==== Material for this exercise

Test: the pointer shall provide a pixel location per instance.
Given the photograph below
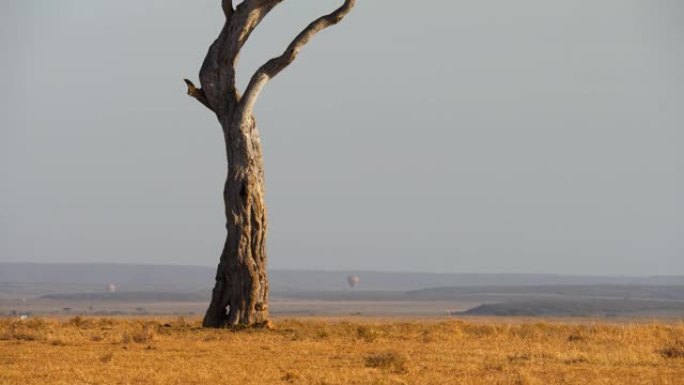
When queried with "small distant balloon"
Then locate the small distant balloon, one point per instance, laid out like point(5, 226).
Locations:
point(352, 280)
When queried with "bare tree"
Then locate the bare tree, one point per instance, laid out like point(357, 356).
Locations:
point(240, 295)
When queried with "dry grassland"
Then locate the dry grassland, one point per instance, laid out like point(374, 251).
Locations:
point(128, 351)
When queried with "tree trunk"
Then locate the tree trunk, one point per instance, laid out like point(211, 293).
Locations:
point(240, 295)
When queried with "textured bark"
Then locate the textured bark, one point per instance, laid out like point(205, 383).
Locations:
point(240, 295)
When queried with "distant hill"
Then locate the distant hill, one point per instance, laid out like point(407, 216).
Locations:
point(586, 308)
point(35, 279)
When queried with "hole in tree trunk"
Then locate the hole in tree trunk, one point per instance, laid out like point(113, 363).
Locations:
point(243, 191)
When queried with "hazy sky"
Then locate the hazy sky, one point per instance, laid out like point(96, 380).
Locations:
point(445, 135)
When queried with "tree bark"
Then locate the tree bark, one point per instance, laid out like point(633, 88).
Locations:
point(241, 280)
point(240, 295)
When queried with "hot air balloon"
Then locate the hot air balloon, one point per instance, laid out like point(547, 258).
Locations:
point(352, 280)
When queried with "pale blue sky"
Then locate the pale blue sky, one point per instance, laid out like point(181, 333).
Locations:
point(448, 136)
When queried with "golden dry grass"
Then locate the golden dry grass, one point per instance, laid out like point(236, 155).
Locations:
point(128, 351)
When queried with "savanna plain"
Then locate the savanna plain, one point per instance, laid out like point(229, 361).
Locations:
point(340, 351)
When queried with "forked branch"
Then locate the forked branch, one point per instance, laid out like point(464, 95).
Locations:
point(198, 94)
point(274, 66)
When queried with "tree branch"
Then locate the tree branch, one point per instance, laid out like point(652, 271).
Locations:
point(198, 94)
point(274, 66)
point(228, 9)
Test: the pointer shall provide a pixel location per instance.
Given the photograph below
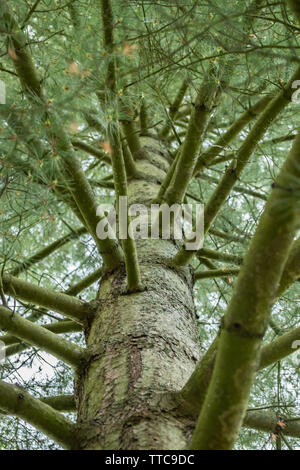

========

Copy the material above exactly and drop the pictures.

Test: the pointer shall provide a pixel location per instance.
Given the photograph below
When queried with "small distant balloon"
Then locate the small distant balloon, one point per instance, laid out like point(5, 226).
Locations:
point(352, 280)
When queried with "bare tree"
Then locate the bare tree, one point per instance, laid out like point(357, 356).
Locations:
point(240, 295)
When queried with "dry grassland"
Then locate the dry grassland, one point per instance, laid out like point(374, 251).
Locations:
point(128, 351)
When queried with "tree trunk"
Then locate the tree trunk, one point per instance, laid out like point(211, 293).
Locations:
point(240, 295)
When queried with "textured bark"
Then locate the textured bark, one point per instance, laid out like point(205, 383).
Locations:
point(240, 295)
When queried with "distant hill"
Then locate the distant hill, one point per instance, laid out like point(407, 216).
Locations:
point(586, 308)
point(35, 279)
When queried with "hole in tree trunk"
Then locate the hole in tree trunk, one point per instance, laid out like point(113, 363).
Locations:
point(243, 191)
When queried with "hazy sky"
Then locate the hazy sky, one point per instance, laid out like point(96, 380).
Locations:
point(445, 135)
When queried with "tree bark"
Then locate the tree bark, one point per instance, laid out like point(633, 88).
Locations:
point(241, 280)
point(240, 295)
When queried with "hot air balloon"
Then locate the hot air balloon, one point per instance, laid out like point(547, 258).
Locations:
point(352, 280)
When queried with "pale blue sky"
Then locate the pale blue sky, one point per instance, laid out like point(181, 333).
Locations:
point(448, 136)
When queried with "golden dry grass"
Then locate the golden dry grass, one point per instance, laid out like point(236, 155).
Locations:
point(128, 351)
When queried with "savanna plain"
Then locate the savanna plain, one point per instance, laid out like point(229, 361).
Locations:
point(340, 351)
When queried with "forked branch"
Then locate the forked branch, one point per instance, laid out like point(464, 95).
Locations:
point(198, 94)
point(274, 66)
When queried with "tree branch"
Then locate the tree branch, one point per instance, laid out like point(652, 271).
Locations:
point(198, 94)
point(274, 66)
point(228, 9)
Test: the pointer shall provide a pixel location per instance.
Given the photograph below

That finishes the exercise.